As Drake moved sluggishly out across the Lough, there was also a double bonus for the British. About 1pm another small boat came out, carrying another volunteer, Royal Navy Lieutenant William Dobbs, a local man who had just got married; and according to Drake{‘s} pilot he brought with him a copy of an express letter from Whitehaven, explaining the full details of the mystery ship (and yet- Jones makes a point in his official report of stating that the news from Whitehaven had arrived the previous evening and was known to his morning captives). With the wind and tide more favourable in the afternoon, Ranger moved slowly back out of Belfast Lough into the North Channel, making sure never to get too far ahead of Drake. Finally, about 6pm, the two enemies were within hailing distance. Jones had the American naval colours flying, and Lieut. Dobbs’ formal inquiry as to the ship’s identity was answered with absolute truth.

The North Channel naval duel was in some respects a reverse, small-scale dress-rehearsal for Jones’s 1779 battle with HMS Serapis. Drake had been built as a merchant ship with defensive capability, and bought by the Royal Navy to help fill the gap left when many ships had to be sent to America; even the 20 four-pound guns were not official Navy issue, just the ones which had originally been bought by the merchants. The hull was the wrong shape for rapid battle manoeuvres, and not designed to resist cannon fire. Ranger had been built as a fighting ship, and modified by Jones for maximum efficiency; for example, although there were ports for 20 guns, he found it safest to install only 18 six-pound guns. That made a total broadside weight of 54 pounds, slightly more than Drake{‘s} 40 pounds total—but those dozens of Irish volunteers meant that if Drake could grapple and board Ranger the Americans would be in trouble.

▸ Prompt 1: Which ships are named in the naval duel passage?
▸ Prompt 2: How would you put this sentence from the naval duel passage into Spanish: "Finally, about 6pm, the two enemies were within hailing distance."
▸ Prompt 3: According to the naval duel passage, how many guns did Jones install on Ranger, and of what size?
The lines after this point come from a different source.

▸ Source excerpt:

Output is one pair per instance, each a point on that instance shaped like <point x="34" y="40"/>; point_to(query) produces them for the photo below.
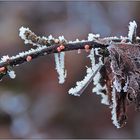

▸ Written solution 1: Drake, Ranger, HMS Serapis

▸ Written solution 2: Finalmente, hacia las 6 de la tarde, los dos enemigos estaban a distancia de poder llamarse a voces.

▸ Written solution 3: 18 six-pound guns.